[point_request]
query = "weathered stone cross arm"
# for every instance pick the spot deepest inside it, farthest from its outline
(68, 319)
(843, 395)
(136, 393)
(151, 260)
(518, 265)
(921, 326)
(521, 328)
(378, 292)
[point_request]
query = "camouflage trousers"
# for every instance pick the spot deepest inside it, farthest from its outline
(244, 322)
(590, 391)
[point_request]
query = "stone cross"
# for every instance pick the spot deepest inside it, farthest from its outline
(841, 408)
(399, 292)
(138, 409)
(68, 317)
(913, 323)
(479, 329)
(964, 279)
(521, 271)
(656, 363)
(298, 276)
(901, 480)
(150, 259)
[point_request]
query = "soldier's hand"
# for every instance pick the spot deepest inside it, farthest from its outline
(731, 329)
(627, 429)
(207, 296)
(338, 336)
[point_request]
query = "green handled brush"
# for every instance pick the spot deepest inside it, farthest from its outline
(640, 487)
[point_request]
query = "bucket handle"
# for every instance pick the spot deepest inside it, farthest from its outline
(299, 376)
=====
* [Short problem] Count the lines in the listing above that contain the string "cross", treating uppercase and lowercase letters as different, and give only the number.

* [Exercise solution] 2